# [GIVEN REQUEST]
Update every row below so that each "integer pixel values" becomes "whole-number pixel coordinates", with all other text kept as it is. Leave the pictures out of your answer.

####

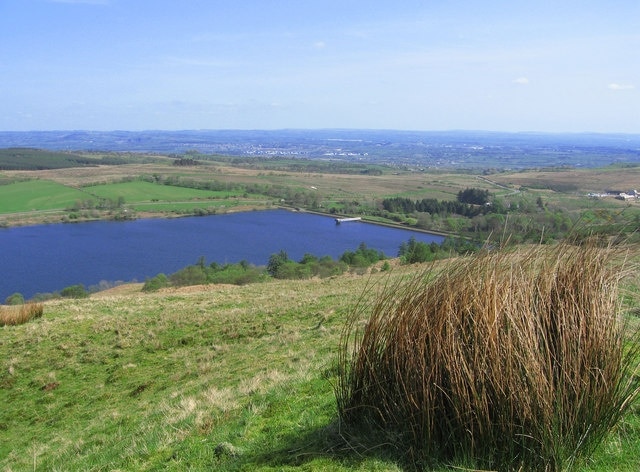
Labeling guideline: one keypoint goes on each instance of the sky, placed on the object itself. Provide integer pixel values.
(548, 66)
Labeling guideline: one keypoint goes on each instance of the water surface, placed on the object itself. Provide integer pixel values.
(47, 258)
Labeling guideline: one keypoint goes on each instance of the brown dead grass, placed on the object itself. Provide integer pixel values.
(513, 359)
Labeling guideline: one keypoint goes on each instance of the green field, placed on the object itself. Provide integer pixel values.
(140, 191)
(37, 195)
(132, 381)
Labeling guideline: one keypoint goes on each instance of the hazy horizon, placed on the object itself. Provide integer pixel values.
(494, 66)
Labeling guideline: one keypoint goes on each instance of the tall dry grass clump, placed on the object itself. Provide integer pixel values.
(502, 359)
(20, 314)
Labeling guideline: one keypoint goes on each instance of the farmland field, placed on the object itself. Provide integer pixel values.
(139, 191)
(37, 195)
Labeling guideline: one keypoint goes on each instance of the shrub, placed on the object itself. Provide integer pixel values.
(155, 283)
(511, 360)
(74, 291)
(14, 299)
(16, 315)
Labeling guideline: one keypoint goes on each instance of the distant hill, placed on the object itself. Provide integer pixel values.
(428, 149)
(36, 159)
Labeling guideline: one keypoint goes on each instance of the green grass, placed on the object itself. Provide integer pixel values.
(37, 195)
(140, 191)
(132, 381)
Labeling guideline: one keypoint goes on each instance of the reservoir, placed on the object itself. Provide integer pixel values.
(48, 258)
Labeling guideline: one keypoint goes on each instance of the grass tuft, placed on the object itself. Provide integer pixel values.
(504, 360)
(16, 315)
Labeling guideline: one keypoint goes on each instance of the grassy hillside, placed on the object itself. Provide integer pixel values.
(204, 378)
(37, 195)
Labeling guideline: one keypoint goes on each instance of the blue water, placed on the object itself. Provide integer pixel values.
(47, 258)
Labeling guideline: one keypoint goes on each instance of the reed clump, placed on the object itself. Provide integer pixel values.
(20, 314)
(506, 360)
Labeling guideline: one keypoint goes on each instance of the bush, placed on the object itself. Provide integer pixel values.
(155, 283)
(510, 360)
(74, 291)
(14, 299)
(10, 316)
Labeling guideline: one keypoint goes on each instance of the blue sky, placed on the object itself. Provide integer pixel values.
(557, 66)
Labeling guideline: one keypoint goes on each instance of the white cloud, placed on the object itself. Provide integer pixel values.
(616, 87)
(84, 2)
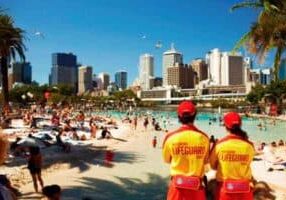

####

# [ANSWER]
Labeling guideline: one keypoint goes on each instance of the sky, placed on the object itself. Provide whole-number pixel coordinates.
(548, 66)
Labeling guideline: one keypoint goes on each instance of the water surface, placed on the object itself. Provide whole-number pixel coordinates.
(47, 258)
Labeling guideline: one keypoint goes on each instance of the brown dead grass, placed on the object itself. Provide whole-number pixel coordinates.
(513, 359)
Labeling guideline: one keypoint goes on each instance of the green field, placed on the object itself. Provide whole-number pixel coordinates.
(140, 191)
(37, 195)
(132, 381)
Labeling guideline: one keypoint goes on each instance of the hazy horizon, placed on the object itself. Provide whole-number pixel coordinates.
(494, 66)
Labeling guideline: one keypoint goes on each instance of the tall dry grass clump, placed on the object itself. Provide whole-number pixel coordinates.
(502, 359)
(20, 314)
Labeling guideline: one keypoint goes on each instance of the farmland field, placed on the object itself. Provide whole-number pixel coordinates.
(139, 191)
(37, 195)
Labeling guideline: one keypoint goes on each instance of the shrub, placed on the object itself. Provide whole-number pixel coordinates.
(155, 283)
(511, 360)
(74, 291)
(14, 299)
(16, 315)
Labeling guideline: one keypoint goes on each instance of the distant hill, placed on the object itself. Provide whole-number pixel coordinates.
(428, 149)
(36, 159)
Labeling guideline: one keypoint goes on each instance of the green grass, placed on the object itself. Provide whole-number pixel coordinates.
(37, 195)
(140, 191)
(132, 381)
Labeling guideline: one keypoint goes on each instance of the reservoir, placed on the object itself. Provide whole-number pixel coordinates.
(48, 258)
Labeling guideline: one keypoint goes on each instance of the grass tuft, placed on the object itself. Provide whole-number pixel coordinates.
(504, 360)
(16, 315)
Labeling guideline: one keypoint goes on each instance of the grassy hillside, placed on the object itself. Provide whole-number pixel coordinates.
(204, 378)
(37, 195)
Labeling guideline: one keypoint goes on each instance of the blue water, placed on the object itself. Provide whole-number pixel coordinates.
(47, 258)
Labeling guideline: one keypoint goes on each instance of the reed clump, placed on the object itself. Provide whole-number pixel coordinates.
(20, 314)
(506, 360)
Labeling guideline: one keypoint goes on each instance of the bush, placed on the object itself. Provide whole-number pixel coordinates.
(155, 283)
(510, 360)
(74, 291)
(14, 299)
(10, 316)
Labeling guideline: one keypoint goes on each instance of the blue sky, placed on the object itself. Provide whole-number pixel coordinates.
(557, 66)
Labeling guideline: one keypoint goes on each instance of the white cloud, placed on the object itself. Provide whole-number pixel coordinates.
(616, 87)
(84, 2)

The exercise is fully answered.